_Tujuan_: Ulangi persis bagian artikel tentang pembangunan IKN, dimulai dari kata-kata yang memuat "TintaSiyasi.com -- Pembangunan" dan berhenti setelah "proyek IKN ini.".

***** Artikel

TintaSiyasi.com -- Pembangunan IKN, sejak awal direncanakan hingga masuk tahapan realisasi saat ini masih saja menuai berbagai kontroversi. Yang terbaru adalah terkait dengan lamanya waktu yang diberikan kepada para investor untuk menyelesaikan proyek IKN ini.
Menteri Investasi/Kepala BKPM, Bahlil Lahadalia buka suara soal rencana pemerintah memberikan hak pengelolaan lahan di Kawasan Ibu Kota Negara (IKN) sampai dengan 180 tahun ke investor. Ia mengatakan itu adalah strategi pemanis (sweetener) agar investor mau masuk ke IKN. Karenanya, insentif tersebut hanya berlaku khusus bagi investor yang akan masuk ke proyek di IKN Nusantara. Menurutnya, insentif seperti itu sudah banyak dilakukan oleh negara lain untuk menarik investor. Jadi, sah-sah saja jika Indonesia juga berencana untuk melakukan itu. (CNNIndonesia, 9 Desember 2022)
Sebagai contoh, di Singapura juga menerapkan kebijakan Hak Guna Usaha (HGU) sampai dengan 100 tahun lebih. Bahlil tak memungkiri memang untuk menarik investor di wilayah baru memang harus dilakukan marketing yang menarik dan berbeda, seperti proyek IKN di Kalimantan Timur tersebut. Bahlil juga membantah kebijakan tersebut dilakukan karena saat ini investor yang masuk IKN sepi peminat. Ia mengklaim beberapa investor sudah menyatakan komitmen masuk ke IKN, seperti dari Uni Emirat Arab, China, Korea Selatan, hingga negara Eropa. (CNNIndonesia, 9 Desember 2022)

**********
***** Materi yang ditampilkan

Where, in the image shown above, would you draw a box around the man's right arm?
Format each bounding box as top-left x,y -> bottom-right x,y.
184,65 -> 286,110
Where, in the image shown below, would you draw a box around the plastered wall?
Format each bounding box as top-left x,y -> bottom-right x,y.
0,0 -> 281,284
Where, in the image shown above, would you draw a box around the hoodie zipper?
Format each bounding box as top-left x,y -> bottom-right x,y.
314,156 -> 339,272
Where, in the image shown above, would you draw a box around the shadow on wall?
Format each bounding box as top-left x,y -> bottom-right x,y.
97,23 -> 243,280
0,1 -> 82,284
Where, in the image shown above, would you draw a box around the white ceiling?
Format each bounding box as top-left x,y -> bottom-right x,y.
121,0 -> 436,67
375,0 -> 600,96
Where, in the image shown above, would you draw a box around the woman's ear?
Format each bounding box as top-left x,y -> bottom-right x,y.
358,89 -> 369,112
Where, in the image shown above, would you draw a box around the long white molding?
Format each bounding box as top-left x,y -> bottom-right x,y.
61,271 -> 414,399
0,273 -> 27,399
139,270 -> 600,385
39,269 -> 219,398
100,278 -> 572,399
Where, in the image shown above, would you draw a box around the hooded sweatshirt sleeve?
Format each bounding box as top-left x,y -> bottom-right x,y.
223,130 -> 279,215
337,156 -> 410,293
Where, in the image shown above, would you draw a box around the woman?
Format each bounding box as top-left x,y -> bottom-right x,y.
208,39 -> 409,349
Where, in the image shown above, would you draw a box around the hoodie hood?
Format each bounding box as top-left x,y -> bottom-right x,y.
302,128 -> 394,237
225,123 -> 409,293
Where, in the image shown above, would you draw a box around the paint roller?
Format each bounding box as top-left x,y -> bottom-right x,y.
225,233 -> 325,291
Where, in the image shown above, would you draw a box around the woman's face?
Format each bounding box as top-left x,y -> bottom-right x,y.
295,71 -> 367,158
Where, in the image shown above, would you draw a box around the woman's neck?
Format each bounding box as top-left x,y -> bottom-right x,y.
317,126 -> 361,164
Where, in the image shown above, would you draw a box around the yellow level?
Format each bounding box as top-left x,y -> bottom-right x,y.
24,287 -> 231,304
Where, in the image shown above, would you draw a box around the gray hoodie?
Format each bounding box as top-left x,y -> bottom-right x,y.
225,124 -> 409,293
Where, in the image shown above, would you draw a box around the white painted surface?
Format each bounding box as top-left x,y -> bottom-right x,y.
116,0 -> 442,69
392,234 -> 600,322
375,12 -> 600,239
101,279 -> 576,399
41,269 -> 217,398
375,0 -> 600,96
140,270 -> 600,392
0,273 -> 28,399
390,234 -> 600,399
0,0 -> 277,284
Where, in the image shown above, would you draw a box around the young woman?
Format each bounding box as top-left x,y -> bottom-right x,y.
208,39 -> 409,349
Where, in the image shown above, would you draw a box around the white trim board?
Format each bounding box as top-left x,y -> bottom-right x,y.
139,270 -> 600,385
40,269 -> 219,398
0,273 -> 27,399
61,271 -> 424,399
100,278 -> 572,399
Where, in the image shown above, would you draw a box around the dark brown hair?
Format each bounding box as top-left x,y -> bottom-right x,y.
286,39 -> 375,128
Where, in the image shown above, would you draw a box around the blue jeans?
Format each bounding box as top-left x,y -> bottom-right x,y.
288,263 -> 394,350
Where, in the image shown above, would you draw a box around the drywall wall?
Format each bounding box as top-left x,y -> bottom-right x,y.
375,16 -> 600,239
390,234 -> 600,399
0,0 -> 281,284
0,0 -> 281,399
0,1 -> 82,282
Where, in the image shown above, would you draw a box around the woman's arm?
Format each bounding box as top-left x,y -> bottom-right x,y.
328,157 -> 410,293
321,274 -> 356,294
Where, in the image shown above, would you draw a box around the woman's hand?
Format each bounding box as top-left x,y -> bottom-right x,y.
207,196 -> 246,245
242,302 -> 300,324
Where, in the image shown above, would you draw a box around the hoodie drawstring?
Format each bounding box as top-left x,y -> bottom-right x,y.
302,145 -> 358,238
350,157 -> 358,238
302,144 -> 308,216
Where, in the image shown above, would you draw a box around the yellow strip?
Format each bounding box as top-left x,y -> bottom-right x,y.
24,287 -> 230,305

**********

_Tanggapan_:
TintaSiyasi.com -- Pembangunan IKN, sejak awal direncanakan hingga masuk tahapan realisasi saat ini masih saja menuai berbagai kontroversi. Yang terbaru adalah terkait dengan lamanya waktu yang diberikan kepada para investor untuk menyelesaikan proyek IKN ini.